DATA PROVIDED:
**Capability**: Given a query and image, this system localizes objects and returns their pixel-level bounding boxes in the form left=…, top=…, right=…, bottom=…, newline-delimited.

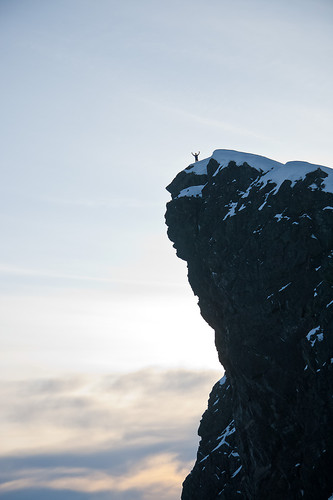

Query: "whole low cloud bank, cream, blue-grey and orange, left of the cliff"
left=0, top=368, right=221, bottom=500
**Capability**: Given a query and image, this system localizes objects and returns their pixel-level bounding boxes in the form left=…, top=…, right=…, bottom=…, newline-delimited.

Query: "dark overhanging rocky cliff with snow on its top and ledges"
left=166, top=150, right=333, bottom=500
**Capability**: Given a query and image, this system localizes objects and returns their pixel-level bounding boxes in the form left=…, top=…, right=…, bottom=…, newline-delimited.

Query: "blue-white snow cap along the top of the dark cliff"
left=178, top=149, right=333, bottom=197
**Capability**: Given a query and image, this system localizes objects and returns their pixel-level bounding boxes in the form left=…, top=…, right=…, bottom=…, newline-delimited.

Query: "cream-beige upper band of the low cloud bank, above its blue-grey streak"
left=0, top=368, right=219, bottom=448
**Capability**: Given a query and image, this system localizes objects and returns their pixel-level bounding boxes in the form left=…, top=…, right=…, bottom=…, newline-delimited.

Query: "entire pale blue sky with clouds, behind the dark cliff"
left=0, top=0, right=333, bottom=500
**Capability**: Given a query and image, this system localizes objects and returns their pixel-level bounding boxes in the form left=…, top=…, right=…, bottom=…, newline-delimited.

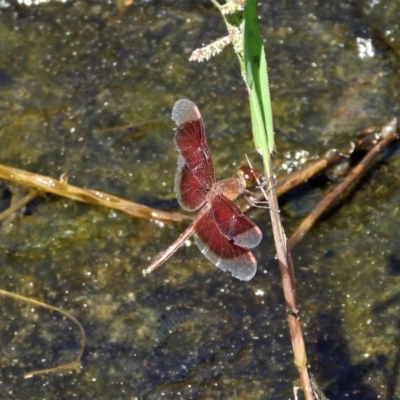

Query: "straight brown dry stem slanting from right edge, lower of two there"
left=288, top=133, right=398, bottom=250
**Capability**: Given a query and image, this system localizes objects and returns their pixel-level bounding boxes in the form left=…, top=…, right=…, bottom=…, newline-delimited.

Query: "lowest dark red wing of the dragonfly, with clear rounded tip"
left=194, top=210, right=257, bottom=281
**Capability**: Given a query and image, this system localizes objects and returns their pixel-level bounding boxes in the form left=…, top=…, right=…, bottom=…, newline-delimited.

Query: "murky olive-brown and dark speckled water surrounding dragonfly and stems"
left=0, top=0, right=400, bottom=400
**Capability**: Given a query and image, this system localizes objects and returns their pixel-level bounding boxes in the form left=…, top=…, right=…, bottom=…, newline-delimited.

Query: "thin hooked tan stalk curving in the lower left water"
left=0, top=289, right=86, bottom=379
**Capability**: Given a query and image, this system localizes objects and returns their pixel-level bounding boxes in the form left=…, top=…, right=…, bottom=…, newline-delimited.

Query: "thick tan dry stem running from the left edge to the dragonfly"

...

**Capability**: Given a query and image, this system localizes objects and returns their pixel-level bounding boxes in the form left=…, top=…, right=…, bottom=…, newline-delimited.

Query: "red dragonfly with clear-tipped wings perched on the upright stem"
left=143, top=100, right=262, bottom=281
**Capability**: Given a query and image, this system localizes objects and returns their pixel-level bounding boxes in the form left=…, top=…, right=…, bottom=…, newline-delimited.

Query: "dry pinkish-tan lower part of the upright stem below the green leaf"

WHAT THE TASK REQUIRES: Once you reach the line with "dark red wing" in the data above, copy it and every line after it exactly, up to and including the line with "tan dry stem".

WRITTEN REPLY:
Query: "lowest dark red wing of the dragonfly, with clear rounded tip"
left=194, top=210, right=257, bottom=281
**Capability**: Given a query and image, this system localizes objects and returns their pixel-level bounding boxes in the form left=…, top=…, right=…, bottom=…, newline-delimited.

Query: "murky olive-brown and dark speckled water surrounding dragonfly and stems"
left=0, top=0, right=400, bottom=400
**Capability**: Given a query and image, this system localizes objects and returns their pixel-level bounding boxes in the form left=…, top=…, right=…, bottom=…, newline-delimited.

Query: "thin hooked tan stalk curving in the lower left water"
left=0, top=289, right=86, bottom=379
**Capability**: Given a query and image, this system localizes objects and returns their pixel-level bounding boxes in the form left=…, top=…, right=…, bottom=…, newline-delimited.

Query: "thick tan dry stem running from the left edge to the dragonfly"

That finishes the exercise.